• Instructions for the task: Could you restate every record below word for word?

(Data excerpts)
#####

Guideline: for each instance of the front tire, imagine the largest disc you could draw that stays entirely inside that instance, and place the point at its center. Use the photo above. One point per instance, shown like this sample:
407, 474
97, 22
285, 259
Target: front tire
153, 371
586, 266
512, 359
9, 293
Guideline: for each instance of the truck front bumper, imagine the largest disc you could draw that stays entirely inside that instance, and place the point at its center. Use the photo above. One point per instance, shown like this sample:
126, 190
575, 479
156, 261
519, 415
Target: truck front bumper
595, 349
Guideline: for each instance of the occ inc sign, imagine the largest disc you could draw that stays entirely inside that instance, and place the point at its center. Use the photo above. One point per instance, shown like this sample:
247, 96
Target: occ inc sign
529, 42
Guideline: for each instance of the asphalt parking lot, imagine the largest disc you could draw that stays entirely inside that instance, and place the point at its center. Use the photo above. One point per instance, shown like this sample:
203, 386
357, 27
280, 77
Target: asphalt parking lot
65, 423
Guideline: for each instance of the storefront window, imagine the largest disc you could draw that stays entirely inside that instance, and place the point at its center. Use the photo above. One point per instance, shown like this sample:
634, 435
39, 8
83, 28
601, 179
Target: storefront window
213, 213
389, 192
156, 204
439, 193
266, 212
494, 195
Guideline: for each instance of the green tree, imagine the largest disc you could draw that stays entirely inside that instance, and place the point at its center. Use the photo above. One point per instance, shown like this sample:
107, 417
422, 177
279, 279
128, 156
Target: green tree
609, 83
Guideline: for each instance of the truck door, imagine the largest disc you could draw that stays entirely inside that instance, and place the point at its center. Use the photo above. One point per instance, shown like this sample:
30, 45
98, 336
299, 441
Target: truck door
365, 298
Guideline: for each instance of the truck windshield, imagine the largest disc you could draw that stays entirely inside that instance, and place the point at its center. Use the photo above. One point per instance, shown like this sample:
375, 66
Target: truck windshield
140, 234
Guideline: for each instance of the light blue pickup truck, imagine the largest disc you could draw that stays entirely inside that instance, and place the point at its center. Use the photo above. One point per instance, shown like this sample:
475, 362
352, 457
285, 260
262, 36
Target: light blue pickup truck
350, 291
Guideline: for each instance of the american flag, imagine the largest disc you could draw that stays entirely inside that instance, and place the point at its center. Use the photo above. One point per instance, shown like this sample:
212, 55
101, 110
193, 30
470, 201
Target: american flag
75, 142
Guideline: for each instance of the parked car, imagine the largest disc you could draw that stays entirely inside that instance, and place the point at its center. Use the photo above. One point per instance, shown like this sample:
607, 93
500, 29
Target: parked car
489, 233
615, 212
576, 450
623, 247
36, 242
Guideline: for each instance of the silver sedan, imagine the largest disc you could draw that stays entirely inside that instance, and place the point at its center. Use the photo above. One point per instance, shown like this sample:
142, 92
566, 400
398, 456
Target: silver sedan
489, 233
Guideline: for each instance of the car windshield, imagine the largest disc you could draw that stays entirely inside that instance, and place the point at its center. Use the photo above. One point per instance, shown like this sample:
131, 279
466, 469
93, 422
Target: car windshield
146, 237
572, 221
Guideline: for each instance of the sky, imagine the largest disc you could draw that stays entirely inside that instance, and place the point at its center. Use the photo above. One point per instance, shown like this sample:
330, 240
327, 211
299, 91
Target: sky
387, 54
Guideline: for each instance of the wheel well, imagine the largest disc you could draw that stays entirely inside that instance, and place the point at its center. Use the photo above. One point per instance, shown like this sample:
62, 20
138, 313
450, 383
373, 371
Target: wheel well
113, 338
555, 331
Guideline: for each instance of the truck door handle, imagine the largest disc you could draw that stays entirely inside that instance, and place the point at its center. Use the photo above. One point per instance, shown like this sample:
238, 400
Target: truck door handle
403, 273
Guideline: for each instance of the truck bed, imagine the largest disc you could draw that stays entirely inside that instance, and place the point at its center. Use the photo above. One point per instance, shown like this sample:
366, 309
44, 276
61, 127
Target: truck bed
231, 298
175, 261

#####

• Exercise output:
Guideline: for each instance of the front tire, imagine the largest disc you could draw that stays entirely inside that instance, and place the point at its center. Use the photo above. One point per instance, shown like this sample:
407, 474
97, 22
285, 259
Target: front tire
153, 371
586, 266
512, 359
9, 293
Guideline: for each instance of the truck front bumper, imagine the largest disc you could draw that stays entirely inside that instance, and place the point at its center. Use the photo above. One point per instance, shown like this sample:
126, 190
575, 479
156, 261
519, 415
Target: truck front bumper
595, 349
Guideline: for each instance of the occ inc sign, imagine the largest disc you could draw that stays entirely inside that instance, and place the point at its center. Use the photo above. One point per instance, shown like this sample:
247, 96
Target: occ inc sign
529, 42
Guideline: for each instance of the asphalt parking lot, imagine the largest disc you could draw that stays entirely inside that instance, and place the point at its center. Use the photo above. One point per instance, shown like this sample:
203, 386
357, 27
280, 77
Target: asphalt parking lot
65, 423
Guideline: for each instance of the storefront window, imagine the largest disc you could draw that stays entirely inside that instance, and place the point at its center. Use the photo above. One point per instance, shown like this sample:
634, 435
39, 8
83, 28
601, 179
Target: storefront window
213, 213
389, 192
156, 204
439, 193
266, 212
494, 195
Guideline: for each instance of the green tree, imagine the largest disc you could draw that stays entirely inside that instance, and place the point at its center. Use the photo above. One point per instance, shown like this sample:
107, 417
422, 177
279, 279
128, 156
Target: green tree
609, 83
Guideline: for each instance of the truck door, imagine the largest disc you could draw that stays entirely inside that instance, and place the point at its center. Use the photo above. One point per instance, shown like this sample:
30, 45
98, 336
299, 441
Target: truck door
365, 298
Guideline: for each instance of the truck windshield, imagine the largest disc you could draw that stays entirely inside that instance, and place the point at its center. Use the photo above. One point per instance, shown like this sample:
375, 66
Target: truck windshield
140, 234
Guideline: for each instance of the light blue pickup truck, imagine the largest disc you could draw that stays entirely inside that instance, and place the point at its center. Use the photo above. One point per instance, shown like this sample:
475, 362
352, 457
285, 260
262, 36
Target: light blue pickup truck
350, 291
Guideline: for each instance of the american flag, imagine the largest disc you could draw that stays entirely inside that instance, and place the point at its center. Use the photo above. One point per instance, shown like this sample:
212, 55
101, 110
193, 30
470, 201
Target: american flag
75, 142
Guideline: for each instance of the parked car, imagine the largest disc you could draw that stays entirely inside that instance, and place the point at its center. Use the photo above. One point per instance, shown like this sample:
607, 93
500, 29
Target: parked car
489, 233
615, 212
576, 450
623, 247
36, 242
Guideline: for each instance of the silver sedan, imagine the largest disc you could draw that stays entirely inside that instance, and place the point at its center. Use the photo above. One point per instance, shown like this sample:
142, 92
566, 400
398, 456
Target: silver sedan
489, 233
Guideline: for each instance of the car windshield, imagine the largest disc you could draw that stays entirely inside that instance, and place the point at its center. Use the photo above. One point per instance, shown like this sample:
131, 279
466, 469
93, 422
Target: car windshield
146, 237
572, 221
Guideline: for each instance of the sky, imagine the largest disc you could draw that stays entirely inside that instance, and place the point at its center. Use the photo above. One point per instance, shown like this sample:
330, 240
327, 211
299, 91
Target: sky
387, 54
Guideline: for each instance of the wheel well, imagine the largest disc you could draw that stays entirely inside that instance, and place the point at its center. Use the photo above. One point per instance, shown like this sample:
62, 20
138, 313
450, 383
373, 371
Target: wheel well
113, 338
555, 331
Guideline: for each instance of the truck door handle, imagine the largest disc you could draw that stays entirely inside that instance, and place the point at its center. Use the photo above. One point per instance, shown like this sample:
238, 400
Target: truck door handle
403, 273
Guideline: for each instance of the truck bed, imagine the largest disc you could draw that stays entirely inside that instance, and place the point at its center. Use the photo above. One point per instance, shown like this sample:
366, 309
44, 276
61, 127
Target: truck bed
231, 298
175, 261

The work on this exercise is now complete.